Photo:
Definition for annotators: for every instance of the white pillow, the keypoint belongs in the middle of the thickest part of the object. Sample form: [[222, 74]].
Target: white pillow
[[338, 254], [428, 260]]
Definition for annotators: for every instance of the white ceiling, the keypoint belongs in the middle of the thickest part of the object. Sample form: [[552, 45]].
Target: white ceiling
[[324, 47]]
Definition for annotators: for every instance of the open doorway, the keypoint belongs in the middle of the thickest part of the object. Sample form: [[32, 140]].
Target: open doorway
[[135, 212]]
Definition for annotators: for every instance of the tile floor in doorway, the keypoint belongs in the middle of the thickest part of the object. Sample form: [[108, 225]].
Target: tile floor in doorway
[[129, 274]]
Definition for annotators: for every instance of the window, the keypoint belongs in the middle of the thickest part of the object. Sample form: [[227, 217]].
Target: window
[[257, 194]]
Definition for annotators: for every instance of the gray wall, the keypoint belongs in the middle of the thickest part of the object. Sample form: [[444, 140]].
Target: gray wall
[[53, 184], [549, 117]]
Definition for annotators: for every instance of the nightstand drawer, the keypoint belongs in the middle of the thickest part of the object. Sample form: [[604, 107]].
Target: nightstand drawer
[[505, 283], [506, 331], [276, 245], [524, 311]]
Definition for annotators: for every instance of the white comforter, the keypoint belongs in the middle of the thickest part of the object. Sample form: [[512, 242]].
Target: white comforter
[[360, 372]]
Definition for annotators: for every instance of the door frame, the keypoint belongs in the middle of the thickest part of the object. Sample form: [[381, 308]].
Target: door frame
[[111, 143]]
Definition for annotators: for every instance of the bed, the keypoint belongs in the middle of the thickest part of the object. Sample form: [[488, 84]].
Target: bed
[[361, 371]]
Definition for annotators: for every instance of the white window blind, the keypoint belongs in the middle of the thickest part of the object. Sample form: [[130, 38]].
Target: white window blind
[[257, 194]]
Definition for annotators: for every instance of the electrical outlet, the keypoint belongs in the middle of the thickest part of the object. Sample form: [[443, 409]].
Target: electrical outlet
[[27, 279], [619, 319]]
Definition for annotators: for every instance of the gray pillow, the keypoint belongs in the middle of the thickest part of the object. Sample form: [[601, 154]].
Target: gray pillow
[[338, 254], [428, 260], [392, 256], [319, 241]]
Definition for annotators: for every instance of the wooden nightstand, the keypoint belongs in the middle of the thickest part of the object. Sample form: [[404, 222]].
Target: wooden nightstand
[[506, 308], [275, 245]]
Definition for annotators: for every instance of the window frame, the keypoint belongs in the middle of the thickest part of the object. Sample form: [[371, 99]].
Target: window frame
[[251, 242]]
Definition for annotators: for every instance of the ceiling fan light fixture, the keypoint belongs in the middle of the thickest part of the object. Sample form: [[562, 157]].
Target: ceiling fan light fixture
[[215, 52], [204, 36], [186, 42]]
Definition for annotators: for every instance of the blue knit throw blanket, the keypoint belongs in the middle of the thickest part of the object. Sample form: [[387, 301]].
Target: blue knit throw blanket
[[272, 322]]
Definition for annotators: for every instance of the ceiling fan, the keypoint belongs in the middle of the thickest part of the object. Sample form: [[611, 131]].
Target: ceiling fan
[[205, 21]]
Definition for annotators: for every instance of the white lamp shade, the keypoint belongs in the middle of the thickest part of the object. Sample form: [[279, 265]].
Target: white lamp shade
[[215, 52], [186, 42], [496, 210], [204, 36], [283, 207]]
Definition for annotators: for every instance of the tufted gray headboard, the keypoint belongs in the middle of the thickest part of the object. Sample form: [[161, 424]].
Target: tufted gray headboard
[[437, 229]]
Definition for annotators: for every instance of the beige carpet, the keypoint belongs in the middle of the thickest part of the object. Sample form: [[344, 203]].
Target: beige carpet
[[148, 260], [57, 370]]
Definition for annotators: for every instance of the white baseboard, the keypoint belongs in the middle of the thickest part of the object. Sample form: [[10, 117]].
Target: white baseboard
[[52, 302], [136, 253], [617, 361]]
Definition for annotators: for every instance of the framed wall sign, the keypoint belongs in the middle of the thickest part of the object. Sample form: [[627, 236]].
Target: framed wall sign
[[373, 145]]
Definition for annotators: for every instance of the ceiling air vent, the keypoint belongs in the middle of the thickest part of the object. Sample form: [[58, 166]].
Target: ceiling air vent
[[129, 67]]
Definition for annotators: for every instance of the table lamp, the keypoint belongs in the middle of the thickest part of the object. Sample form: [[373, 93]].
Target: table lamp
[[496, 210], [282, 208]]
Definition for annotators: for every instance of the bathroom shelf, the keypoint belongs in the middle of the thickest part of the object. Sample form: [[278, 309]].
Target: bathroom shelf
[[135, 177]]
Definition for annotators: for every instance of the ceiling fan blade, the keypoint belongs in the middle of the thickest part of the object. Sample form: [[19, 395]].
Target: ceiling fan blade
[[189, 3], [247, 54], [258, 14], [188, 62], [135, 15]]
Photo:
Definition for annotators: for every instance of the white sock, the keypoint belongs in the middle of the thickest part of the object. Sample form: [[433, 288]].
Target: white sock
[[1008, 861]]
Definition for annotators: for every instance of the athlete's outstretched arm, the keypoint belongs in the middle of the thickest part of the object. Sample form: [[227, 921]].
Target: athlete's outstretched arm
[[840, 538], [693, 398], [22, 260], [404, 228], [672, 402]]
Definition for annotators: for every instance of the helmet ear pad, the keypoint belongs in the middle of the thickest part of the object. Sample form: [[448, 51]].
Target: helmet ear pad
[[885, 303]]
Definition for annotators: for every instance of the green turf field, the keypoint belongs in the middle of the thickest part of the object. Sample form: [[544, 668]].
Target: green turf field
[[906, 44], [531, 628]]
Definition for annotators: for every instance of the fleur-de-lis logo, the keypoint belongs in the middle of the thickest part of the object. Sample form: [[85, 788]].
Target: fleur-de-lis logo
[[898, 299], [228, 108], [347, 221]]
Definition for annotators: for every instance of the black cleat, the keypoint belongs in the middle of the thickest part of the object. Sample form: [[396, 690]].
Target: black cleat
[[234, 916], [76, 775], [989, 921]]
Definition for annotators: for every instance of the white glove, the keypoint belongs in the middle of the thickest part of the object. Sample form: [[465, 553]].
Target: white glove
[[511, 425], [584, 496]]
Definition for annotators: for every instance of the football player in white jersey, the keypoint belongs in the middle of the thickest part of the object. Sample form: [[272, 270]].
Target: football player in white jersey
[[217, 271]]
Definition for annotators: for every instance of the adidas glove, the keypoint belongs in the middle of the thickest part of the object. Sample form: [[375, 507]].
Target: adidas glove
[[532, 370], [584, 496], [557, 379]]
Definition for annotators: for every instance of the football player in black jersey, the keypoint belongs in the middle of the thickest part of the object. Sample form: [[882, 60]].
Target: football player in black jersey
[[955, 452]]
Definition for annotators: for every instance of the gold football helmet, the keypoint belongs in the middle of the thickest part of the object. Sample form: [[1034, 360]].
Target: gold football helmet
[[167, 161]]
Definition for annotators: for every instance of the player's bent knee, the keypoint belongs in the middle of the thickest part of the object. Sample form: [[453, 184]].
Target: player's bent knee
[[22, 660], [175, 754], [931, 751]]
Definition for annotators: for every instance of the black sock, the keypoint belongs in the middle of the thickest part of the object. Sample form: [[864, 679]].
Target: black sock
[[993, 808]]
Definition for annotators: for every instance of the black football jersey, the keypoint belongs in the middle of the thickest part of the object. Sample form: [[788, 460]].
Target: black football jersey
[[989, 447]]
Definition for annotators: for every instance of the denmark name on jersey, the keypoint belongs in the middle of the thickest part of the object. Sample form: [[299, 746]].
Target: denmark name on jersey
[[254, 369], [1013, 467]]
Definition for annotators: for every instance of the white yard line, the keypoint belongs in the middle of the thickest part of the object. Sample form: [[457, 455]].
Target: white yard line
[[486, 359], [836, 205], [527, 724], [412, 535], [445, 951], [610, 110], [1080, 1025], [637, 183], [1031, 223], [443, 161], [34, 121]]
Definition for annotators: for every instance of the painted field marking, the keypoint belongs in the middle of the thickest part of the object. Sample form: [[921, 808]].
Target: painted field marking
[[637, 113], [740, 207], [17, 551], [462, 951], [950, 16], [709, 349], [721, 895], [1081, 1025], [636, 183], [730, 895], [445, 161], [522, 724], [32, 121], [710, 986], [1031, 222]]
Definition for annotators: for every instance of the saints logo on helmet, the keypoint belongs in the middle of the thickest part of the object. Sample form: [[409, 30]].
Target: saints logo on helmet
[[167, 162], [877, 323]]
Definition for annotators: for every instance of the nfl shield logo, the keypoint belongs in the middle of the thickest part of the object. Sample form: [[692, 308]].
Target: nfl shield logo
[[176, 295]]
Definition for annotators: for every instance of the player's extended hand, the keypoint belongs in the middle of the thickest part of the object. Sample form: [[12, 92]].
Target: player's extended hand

★ ★ ★ ★

■ Exercise aim:
Please reproduce, word for word, the part of the material above that opens with the line containing "Definition for annotators: for every instance of the door" and closes with the line containing "[[361, 371]]", including both of those lines.

■ The output:
Definition for annotators: for every instance of the door frame, the keypoint belongs in the middle of the thickest part of the object. Sample form: [[381, 308]].
Target: door frame
[[111, 143]]
Definition for annotators: for every instance of the bed, the keypoint belongs in the middle of the thickest part of the object. Sample form: [[488, 84]].
Target: bed
[[361, 371]]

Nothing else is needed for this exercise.